● SELECTION:
NAME
Hash::Subset - Produce subset of a hash
VERSION
This document describes version 0.007 of Hash::Subset (from Perl
distribution Hash-Subset), released on 2022-07-27.
SYNOPSIS
use Hash::Subset qw(
hash_subset
hashref_subset
hash_subset_without
hashref_subset_without
merge_hash_subset
merge_overwrite_hash_subset
merge_ignore_hash_subset
merge_hash_subset_without
merge_overwrite_hash_subset_without
merge_ignore_hash_subset_without
);
# using keys specified in an array
my %subset = hash_subset ({a=>1, b=>2, c=>3}, ['b','c','d']); # => (b=>2, c=>3)

● PROBLEM REQUIREMENTS: Pick up the Hash::Subset documentation above after its last line and keep writing it.

Rows from a data source
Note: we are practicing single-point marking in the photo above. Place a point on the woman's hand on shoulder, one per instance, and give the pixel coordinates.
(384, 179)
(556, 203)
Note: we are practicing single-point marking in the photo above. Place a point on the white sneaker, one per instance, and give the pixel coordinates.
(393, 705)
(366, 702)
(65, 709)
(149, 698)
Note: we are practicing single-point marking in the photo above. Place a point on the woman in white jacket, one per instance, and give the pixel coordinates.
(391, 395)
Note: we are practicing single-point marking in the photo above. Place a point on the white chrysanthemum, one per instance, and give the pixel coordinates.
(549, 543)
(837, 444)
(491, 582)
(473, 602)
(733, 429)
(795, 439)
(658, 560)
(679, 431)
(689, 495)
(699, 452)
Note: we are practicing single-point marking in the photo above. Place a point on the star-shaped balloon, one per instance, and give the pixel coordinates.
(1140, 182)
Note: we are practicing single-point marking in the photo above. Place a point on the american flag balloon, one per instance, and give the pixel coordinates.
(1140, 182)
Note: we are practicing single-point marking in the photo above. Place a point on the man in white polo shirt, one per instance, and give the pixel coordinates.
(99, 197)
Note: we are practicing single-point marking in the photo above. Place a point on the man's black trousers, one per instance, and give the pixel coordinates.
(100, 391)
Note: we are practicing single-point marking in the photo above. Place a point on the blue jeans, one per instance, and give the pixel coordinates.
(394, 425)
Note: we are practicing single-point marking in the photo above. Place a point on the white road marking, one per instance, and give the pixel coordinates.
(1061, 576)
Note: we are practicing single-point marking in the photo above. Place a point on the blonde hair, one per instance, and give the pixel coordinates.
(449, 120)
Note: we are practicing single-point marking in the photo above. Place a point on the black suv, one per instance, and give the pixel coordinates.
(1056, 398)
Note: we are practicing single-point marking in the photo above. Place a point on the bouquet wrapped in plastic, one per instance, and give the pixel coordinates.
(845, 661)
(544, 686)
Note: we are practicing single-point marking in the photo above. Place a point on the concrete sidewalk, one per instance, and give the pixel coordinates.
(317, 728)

● REPLY TO THE TASK:
my $subset = hashref_subset({a=>1, b=>2, c=>3}, ['b','c','d']); # => {b=>2, c=>3}
# using keys specified in another hash
my %subset = hash_subset ({a=>1, b=>2, c=>3}, {b=>20, c=>30, d=>40}); # => (b=>2, c=>3)
my $subset = hashref_subset({a=>1, b=>2, c=>3}, {b=>20, c=>30, d=>40}); # => {b=>2, c=>3}
# filtering keys using a coderef
my %subset = hash_subset ({a=>1, b=>2, c=>3}, sub {$_[0] =~ /[bc]/}); # => (b=>2, c=>3)
my $subset = hashref_subset({a=>1, b=>2, c=>3}, sub {$_[0] =~ /[bc]/}); # => {b=>2, c=>3}
# multiple filters: array, hash, coderef
my %subset = hash_subset ({a=>1, b=>2, c=>3, d=>4}, {c=>1}, [qw/b/], sub {$_[0] =~ /[bcd]/}); # => (b=>2, c=>3, d=>4)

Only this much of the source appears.